======== SOURCE
As with the Kims in North Korea and the Castros in Cuba, Jammeh’s countenance is ubiquitous throughout his realm, with his face being “used to advertise everything from food to phone credit.” One human-rights activist, indeed, has even called Gambia “the North Korea of Africa.” Jammeh is especially preoccupied with homosexuality, having called gays “vermin” and destroyers of culture and threatened to decapitate them. “Some people go to the West,” he announced in a 2014 speech, “and claim they are gays and that their lives are at risk in the Gambia, in order for them to be granted a stay in Europe. If I catch them I will kill them.” Last year, he approved a law punishing homosexuality with life imprisonment. Among many other offenses, he’s been accused by Senegal, the country that surrounds his own (except for a small sliver of Atlantic seacoast), of trying to ship Iranian weapons to separatist rebels in Senegal’s Casamance region.
This is the man whom Jermaine Jackson calls a friend and a “very, very real person,” whatever that means. During a visit to Gambia in 2010, Jackson hung out with Jammeh and announced that he wanted to play a role in what he described as Gambia’s development. (As one German newspaper noted, nobody, especially human-rights activists, thinks that there is anything deserving of the label “development” going on in Gambia.)
================
======== INPUT FOR THIS TASK
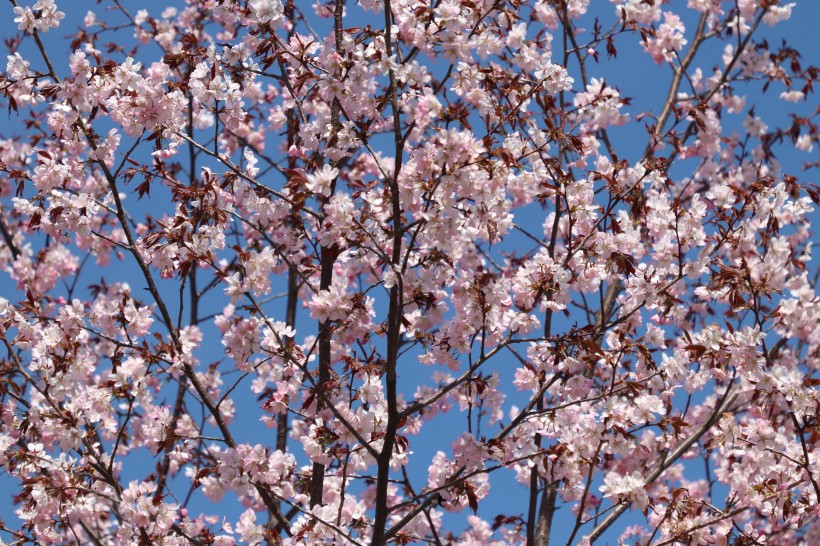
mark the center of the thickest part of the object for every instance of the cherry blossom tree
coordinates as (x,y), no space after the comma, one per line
(428,246)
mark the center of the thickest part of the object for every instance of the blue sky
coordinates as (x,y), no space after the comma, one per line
(633,74)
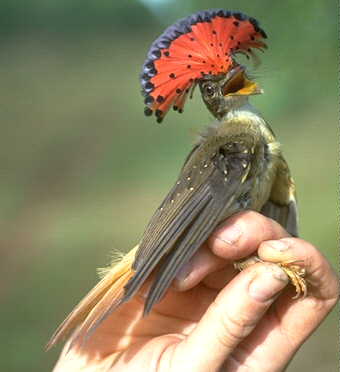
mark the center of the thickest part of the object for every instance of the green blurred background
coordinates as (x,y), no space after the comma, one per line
(83,169)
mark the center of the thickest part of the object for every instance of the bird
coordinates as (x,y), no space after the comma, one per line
(236,164)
================
- TASKS TO COMPLETE:
**1.** Arrange the listing as a two-column CSV with the headers instruction and coordinates, giving one row for each marking instruction along with its answer. Put each value in a single quoted field with line breaks turned into spaces, and leave the pictures out.
**2.** Pick up the piece on Jammeh and Jermaine Jackson and continue it from its final sentence.
The listing has no connection to the text about Jammeh's Gambia.

- EXPECTED RESPONSES:
**1.**
instruction,coordinates
"mark the center of the thickest part of the object for every instance of the cherry blossom tree coordinates as (x,y), no space after the comma, one per line","(428,246)"
"mark the center of the thickest part of the object for every instance of the blue sky coordinates as (x,y), no space after the comma, one per line","(633,74)"
"mark the center of the thickest part of the object for every instance of the green blurred background coordinates as (x,y), no space after the comma, one per line","(83,169)"
"mark the center of the thickest part of the object for every instance of the bird coordinates as (x,y), no space after the comma, one per line","(236,164)"

**2.**
In addition to identifying Jammeh as a key figure in building bridges between Africa and African Americans, Jackson praised him effusively for his belief in Allah, his “respect” for his people, and above all for his “truthful” nature. Jackson said that he’d met many world leaders over the years, but placed Jammeh “above all of them because of his devotion to Allah.” At a concert Jackson held in Gambia during his visit, he addressed Jammeh personally from the stage, saying: “Thank you for being you for the world. Thank you for being you for Africa. Thank you for being you for Gambia. Thank you for loving him, Gambia.”
Think of it this way: if Jammeh is the Kim Jung-un of the D-list, Jermaine Jackson is the D-list Dennis Rodman. No, it’s certainly not as high profile a friendship, but it’s every bit as odious. And, of course, every bit as dumb.